[[ SELECTED EXTRACT open ]]
- Born: 1998 or 1999 (age 26–27) Doha, Qatar
- Occupations: Comedian, model, athlete, disability rights campaigner
- Known for: Protecting the right to education

= Nawaal Akram =

Qatari comedian, model, athlete and disability rights campaigner

Nawaal Akram (نوال أكرم) is a Qatari comedian, model, athlete and disability rights campaigner. She was diagnosed with Duchenne muscular dystrophy at the age of six, and was forcefully removed from education against her wishes at the age of 10 by the school; she became a wheelchair user at the age of 12. She has since founded Muscular Dystrophy Qatar to raise awareness of the condition, and was named one of BBC's 100 Women programme in 2017.

==Career==
Born in Doha, Qatar, to Pakistani parents, Nawaal Akram is one of six children to Mohammed and Saima Akram. At the age of six, she was diagnosed with Duchenne muscular dystrophy, and began using a wheelchair by the age of 12 after falling and breaking her leg. Her condition led to Akram being bullied by other children, which was ignored by the teachers in her school. Akram was then removed from her school, as they did not want to take responsibility for a physically disabled child. Her parents threatened to sue the school but withdrew as it would have affected the education of her siblings who were studying there. Applications to other schools followed, but these were rejected on the basis of her condition or nationality. Special schools were contacted, but she was rejected from those as she did not have a mental disability. Akram eventually tried homeschooling, but this was ineffective as it used part-time tutors.
[[ SELECTED EXTRACT closed ]]
[[ GIVEN ENTRIES open ]]
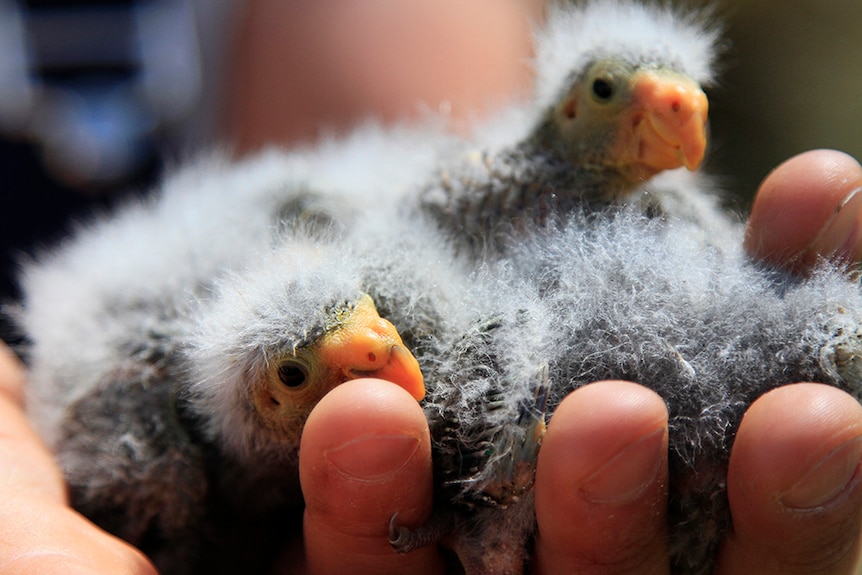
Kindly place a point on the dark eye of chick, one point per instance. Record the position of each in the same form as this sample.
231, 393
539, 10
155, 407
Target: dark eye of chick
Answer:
602, 90
291, 375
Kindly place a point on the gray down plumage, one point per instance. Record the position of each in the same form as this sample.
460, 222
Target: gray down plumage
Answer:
517, 265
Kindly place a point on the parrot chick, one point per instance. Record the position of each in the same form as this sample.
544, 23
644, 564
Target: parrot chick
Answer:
650, 300
486, 408
186, 442
618, 100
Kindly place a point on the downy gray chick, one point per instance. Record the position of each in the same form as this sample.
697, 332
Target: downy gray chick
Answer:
618, 100
161, 337
184, 440
629, 297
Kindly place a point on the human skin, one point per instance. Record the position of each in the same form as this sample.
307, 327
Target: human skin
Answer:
366, 451
793, 480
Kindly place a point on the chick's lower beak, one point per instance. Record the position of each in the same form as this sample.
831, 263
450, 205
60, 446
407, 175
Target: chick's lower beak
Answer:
367, 345
667, 125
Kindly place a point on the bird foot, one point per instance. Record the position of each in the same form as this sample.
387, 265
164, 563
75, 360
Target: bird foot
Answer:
405, 540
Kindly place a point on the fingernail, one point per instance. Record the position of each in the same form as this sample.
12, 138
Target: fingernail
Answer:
625, 477
373, 458
828, 479
838, 238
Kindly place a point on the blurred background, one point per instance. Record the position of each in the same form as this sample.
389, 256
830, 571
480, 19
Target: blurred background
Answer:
97, 98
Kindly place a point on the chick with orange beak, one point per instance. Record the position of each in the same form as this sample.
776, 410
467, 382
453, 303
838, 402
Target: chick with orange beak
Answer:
618, 100
629, 122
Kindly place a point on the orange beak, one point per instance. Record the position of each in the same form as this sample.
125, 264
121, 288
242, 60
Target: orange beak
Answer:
367, 345
666, 128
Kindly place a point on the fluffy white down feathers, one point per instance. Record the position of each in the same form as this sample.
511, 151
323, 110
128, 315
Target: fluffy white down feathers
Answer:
231, 259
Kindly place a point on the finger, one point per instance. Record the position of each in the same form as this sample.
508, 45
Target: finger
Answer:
24, 459
365, 455
38, 532
793, 484
808, 207
601, 483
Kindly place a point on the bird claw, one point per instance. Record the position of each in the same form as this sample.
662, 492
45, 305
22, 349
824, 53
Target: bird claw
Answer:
404, 540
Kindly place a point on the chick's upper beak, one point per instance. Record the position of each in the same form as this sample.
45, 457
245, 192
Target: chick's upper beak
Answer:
367, 345
667, 127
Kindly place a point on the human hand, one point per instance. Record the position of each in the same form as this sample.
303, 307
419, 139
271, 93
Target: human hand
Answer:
793, 481
39, 533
[[ GIVEN ENTRIES closed ]]
WORK INSTRUCTION 1 → In the Nawaal Akram biography, why did her parents withdraw their threat to sue the school?
WORK INSTRUCTION 2 → Continue the Nawaal Akram biography from its last sentence.

ANSWER SPACE 1 → A lawsuit would have affected the education of her siblings, who were studying at that school.

ANSWER SPACE 2 →
Because of the lack of access to education, she began to feel depressed. Akram started to work at Mada, a non-profit disability organisation in Qatar. While there, she learnt about how social media can be used to promote ideas.

She has since helped children with disabilities in Qatar and middle east get an education and performed stand-up comedy as a comedian with Stand Up Comedy Qatar (SUCQ), the country's first and only collective of stand-up comedians, that was started in November 2010. Akram also works a model.

Akram took up the Paralympic sport Boccia, and expanded her social media presence including her Instagram nawaalakram & YouTube channel "Nawaal akram". In 2016, she founded the organisation Muscular Dystrophy Qatar to raise awareness of the condition within the country. She was named one of BBC's 100 Women programme, signifying her as one of the most influential and inspiration women of the year.